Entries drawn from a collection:
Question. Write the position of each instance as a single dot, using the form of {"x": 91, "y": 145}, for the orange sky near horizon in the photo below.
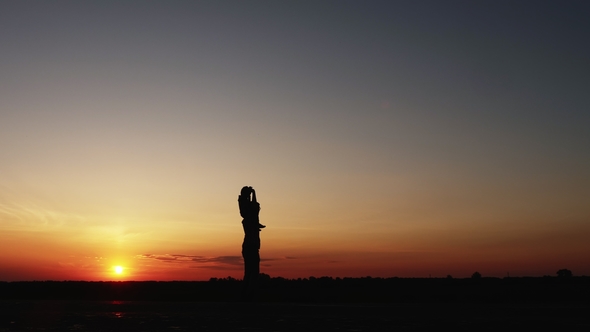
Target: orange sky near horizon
{"x": 384, "y": 139}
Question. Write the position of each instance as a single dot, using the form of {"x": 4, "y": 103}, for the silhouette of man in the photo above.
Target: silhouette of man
{"x": 249, "y": 209}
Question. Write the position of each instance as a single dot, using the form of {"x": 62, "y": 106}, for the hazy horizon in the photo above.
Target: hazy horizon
{"x": 384, "y": 138}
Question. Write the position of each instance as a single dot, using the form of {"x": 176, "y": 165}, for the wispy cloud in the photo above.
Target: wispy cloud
{"x": 218, "y": 262}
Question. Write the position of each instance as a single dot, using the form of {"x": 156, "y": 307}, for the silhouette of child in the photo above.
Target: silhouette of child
{"x": 249, "y": 205}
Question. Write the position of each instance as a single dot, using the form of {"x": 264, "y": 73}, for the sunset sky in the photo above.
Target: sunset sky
{"x": 384, "y": 138}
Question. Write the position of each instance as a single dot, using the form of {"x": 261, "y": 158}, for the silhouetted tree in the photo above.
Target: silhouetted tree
{"x": 563, "y": 273}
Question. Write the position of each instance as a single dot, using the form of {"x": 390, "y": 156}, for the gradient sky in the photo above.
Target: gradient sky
{"x": 384, "y": 138}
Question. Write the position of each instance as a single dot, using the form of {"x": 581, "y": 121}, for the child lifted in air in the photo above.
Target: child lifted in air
{"x": 249, "y": 206}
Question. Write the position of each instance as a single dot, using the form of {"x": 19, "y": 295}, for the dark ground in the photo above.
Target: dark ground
{"x": 317, "y": 304}
{"x": 207, "y": 316}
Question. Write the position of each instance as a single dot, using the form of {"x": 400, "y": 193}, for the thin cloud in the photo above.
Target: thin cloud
{"x": 215, "y": 262}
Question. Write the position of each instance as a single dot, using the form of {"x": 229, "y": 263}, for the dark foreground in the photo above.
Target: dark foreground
{"x": 46, "y": 315}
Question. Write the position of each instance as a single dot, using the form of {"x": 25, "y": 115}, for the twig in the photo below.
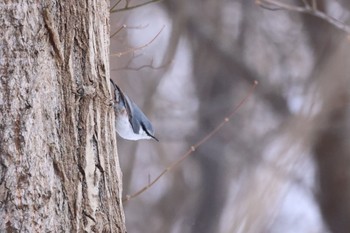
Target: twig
{"x": 195, "y": 146}
{"x": 119, "y": 29}
{"x": 115, "y": 5}
{"x": 306, "y": 9}
{"x": 127, "y": 7}
{"x": 137, "y": 48}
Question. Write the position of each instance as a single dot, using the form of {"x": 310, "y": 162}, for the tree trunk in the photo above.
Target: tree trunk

JOB:
Turn the lines running from the one with "thin cloud in the photo above." through the end of the material into a numbered list, omitting blank lines. Leave the pictures out of your answer.

ANSWER TO THIS EXERCISE:
1. Question. Write the position of each instance as a single dot, using the form of {"x": 400, "y": 193}, for the thin cloud in the photo above.
2. Target: thin cloud
3. {"x": 215, "y": 262}
4. Question. Write the position of each instance as a single dot, using the form of {"x": 229, "y": 263}, for the dark foreground in the photo above.
5. Target: dark foreground
6. {"x": 46, "y": 315}
7. Question. Write the position of each instance as a single dot, using the form of {"x": 25, "y": 115}, for the twig in the photo below.
8. Target: twig
9. {"x": 195, "y": 146}
10. {"x": 119, "y": 29}
11. {"x": 115, "y": 5}
12. {"x": 306, "y": 9}
13. {"x": 127, "y": 7}
14. {"x": 137, "y": 48}
15. Question. Write the position of each instance as a single dot, using the form of {"x": 310, "y": 162}, for the tree trunk in the photo above.
16. Target: tree trunk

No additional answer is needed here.